Given passage.
:::
Reconciling Personalized and Protocolized Perioperative Care: Lessons Learned and Paths Forward
Uday Agrawal, MD
How do we synthesize the standardization of enhanced recovery after surgery (ERAS) protocols with an increasing emphasis on personalized care, especially in the perioperative setting? In particular, how can we successfully identify and treat patients at high risk for transitioning from acute to chronic pain following surgery? During this symposium, “Personalization and Protocolization in the Perioperative Period: Are they Antithetical, or Can They Work Together?,” on Saturday, March 22, during the 2025 Annual Meeting, presented by IARS and SOCCA, Girish Joshi, MBBS, MD, FFARCSI; Kristin Schreiber, MD, PhD; and Hance Clarke, MD, PhD, FRCPC, explored these seemingly contradictory approaches to patient care and ultimately landed on a satisfying conclusion that draws from the lessons learned from ERAS protocols while tailoring specific care to the individual patients in front of us.
:::
Information supplied.
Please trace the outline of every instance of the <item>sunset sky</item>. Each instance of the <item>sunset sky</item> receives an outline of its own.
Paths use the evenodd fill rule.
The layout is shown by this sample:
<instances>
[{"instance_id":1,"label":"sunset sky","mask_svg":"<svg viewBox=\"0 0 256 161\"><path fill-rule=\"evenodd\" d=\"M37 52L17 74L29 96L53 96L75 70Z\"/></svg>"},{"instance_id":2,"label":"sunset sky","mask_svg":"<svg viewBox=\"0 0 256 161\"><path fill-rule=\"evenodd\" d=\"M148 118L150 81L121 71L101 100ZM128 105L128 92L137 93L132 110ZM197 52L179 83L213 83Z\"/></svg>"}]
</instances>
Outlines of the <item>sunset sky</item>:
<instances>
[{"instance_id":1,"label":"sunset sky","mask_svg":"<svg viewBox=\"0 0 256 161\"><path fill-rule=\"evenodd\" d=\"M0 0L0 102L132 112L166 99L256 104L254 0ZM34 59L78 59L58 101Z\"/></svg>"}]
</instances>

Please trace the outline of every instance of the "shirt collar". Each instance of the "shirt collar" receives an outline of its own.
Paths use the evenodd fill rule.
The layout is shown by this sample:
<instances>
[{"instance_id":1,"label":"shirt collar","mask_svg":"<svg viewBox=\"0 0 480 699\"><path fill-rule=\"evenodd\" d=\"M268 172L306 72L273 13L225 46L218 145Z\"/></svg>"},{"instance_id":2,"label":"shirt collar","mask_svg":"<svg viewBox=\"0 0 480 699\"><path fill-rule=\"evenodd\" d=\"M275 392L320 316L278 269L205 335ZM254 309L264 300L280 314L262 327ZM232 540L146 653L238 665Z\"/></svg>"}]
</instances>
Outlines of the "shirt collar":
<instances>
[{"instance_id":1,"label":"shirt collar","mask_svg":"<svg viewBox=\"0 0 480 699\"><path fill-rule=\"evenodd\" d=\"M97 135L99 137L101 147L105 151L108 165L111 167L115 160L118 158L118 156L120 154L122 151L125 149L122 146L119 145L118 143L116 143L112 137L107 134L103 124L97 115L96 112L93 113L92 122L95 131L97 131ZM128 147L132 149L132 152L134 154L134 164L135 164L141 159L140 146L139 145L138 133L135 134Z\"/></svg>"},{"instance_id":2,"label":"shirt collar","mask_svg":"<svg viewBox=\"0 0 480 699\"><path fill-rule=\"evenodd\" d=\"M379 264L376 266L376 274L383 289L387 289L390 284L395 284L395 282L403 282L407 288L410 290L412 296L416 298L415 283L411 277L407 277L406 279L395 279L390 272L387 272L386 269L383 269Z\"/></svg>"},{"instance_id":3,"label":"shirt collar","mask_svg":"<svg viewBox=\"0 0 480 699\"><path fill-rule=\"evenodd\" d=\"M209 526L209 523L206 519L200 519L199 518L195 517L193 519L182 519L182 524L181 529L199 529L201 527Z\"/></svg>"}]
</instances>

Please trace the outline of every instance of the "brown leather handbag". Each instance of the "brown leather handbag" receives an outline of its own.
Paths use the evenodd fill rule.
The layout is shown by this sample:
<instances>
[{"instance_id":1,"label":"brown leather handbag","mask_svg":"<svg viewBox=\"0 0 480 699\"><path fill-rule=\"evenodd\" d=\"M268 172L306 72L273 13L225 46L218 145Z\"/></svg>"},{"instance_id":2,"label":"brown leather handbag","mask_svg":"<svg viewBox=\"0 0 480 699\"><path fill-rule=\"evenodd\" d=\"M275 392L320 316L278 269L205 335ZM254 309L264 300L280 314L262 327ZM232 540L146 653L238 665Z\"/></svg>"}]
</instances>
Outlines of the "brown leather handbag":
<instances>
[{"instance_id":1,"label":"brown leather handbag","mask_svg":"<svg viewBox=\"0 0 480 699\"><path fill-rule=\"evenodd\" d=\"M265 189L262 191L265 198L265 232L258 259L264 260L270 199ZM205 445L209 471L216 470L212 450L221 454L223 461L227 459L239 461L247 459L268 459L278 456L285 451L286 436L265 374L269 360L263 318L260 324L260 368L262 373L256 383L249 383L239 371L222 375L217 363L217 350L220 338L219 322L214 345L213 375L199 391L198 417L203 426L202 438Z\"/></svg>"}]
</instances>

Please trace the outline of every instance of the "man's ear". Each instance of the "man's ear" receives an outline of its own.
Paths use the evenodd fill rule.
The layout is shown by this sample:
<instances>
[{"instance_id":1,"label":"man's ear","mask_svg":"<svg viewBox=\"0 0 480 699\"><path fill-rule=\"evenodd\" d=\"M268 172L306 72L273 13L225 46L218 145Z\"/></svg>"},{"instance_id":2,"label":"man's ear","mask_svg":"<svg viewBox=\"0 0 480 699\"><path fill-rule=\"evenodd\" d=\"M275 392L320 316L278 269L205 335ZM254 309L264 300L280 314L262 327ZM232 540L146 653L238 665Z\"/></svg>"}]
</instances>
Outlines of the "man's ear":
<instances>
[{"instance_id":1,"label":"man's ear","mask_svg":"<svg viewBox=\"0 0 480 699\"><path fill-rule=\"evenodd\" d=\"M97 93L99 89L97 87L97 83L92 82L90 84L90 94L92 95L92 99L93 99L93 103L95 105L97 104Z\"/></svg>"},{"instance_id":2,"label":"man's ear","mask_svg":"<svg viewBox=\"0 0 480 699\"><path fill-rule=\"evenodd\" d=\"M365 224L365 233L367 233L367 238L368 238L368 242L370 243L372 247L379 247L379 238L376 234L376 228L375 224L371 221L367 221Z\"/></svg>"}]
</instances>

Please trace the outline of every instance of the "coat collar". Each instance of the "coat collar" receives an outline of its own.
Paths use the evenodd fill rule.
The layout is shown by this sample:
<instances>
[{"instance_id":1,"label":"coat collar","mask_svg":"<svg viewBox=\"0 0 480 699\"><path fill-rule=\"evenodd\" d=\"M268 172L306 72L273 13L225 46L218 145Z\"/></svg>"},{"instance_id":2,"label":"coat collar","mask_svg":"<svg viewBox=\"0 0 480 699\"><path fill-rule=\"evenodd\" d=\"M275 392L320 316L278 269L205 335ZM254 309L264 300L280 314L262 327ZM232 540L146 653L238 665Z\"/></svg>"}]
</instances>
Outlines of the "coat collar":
:::
Explore the material.
1/ Say whether each statement agrees with the article on perioperative care, answering yes or no and quoting the deciding words of the article: (a) The symposium took place on Saturday, March 22. (b) The symposium was presented by IARS alone. (c) The speakers concluded that personalized care and ERAS protocols cannot be reconciled.
2/ Continue the article on personalized and protocolized perioperative care from the point where it stops.
The records have no connection to the article on perioperative care.

Responses to the exercise.
1/
(a) Yes: "on Saturday, March 22, during the 2025 Annual Meeting"
(b) No: "presented by IARS and SOCCA"
(c) No: "ultimately landed on a satisfying conclusion that draws from the lessons learned from ERAS protocols while tailoring specific care to the individual patients in front of us"

2/
Dr. Joshi, Professor in the Department of Anesthesiology and Pain Management at the University of Texas Southwestern, opened the session with his talk entitled, “Protocolization Enhances Compliance with ERAS Pathways.” He explored how traditional perioperative medicine is siloed, fragmented, and often uncoordinated, and this suboptimal model paved the way for ERAS protocols which were foundational in establishing principled approaches to patient care based on the surgeries they underwent. Despite demonstrated improvement in several patient outcomes, he noted that compliance with ERAS protocols remains low. Dr. Joshi argues that part of the inertia in adopting ERAS stems from challenges in implementation and perhaps more intriguingly, a flawed interpretation of evidence. He, for example, points out that while often considered the premier level of evidence, meta-analyses are subject to misinterpretation given the grouping of multiple heterogenous conditions. He also makes the compelling case that the definition and implementation of “multimodal analgesia” across multiple studies is quite variable and as a result the conclusions from these large trials are difficult to interpret. He advocates for simplicity of ERAS protocol design to help improve compliance, overall patient care, and future study design.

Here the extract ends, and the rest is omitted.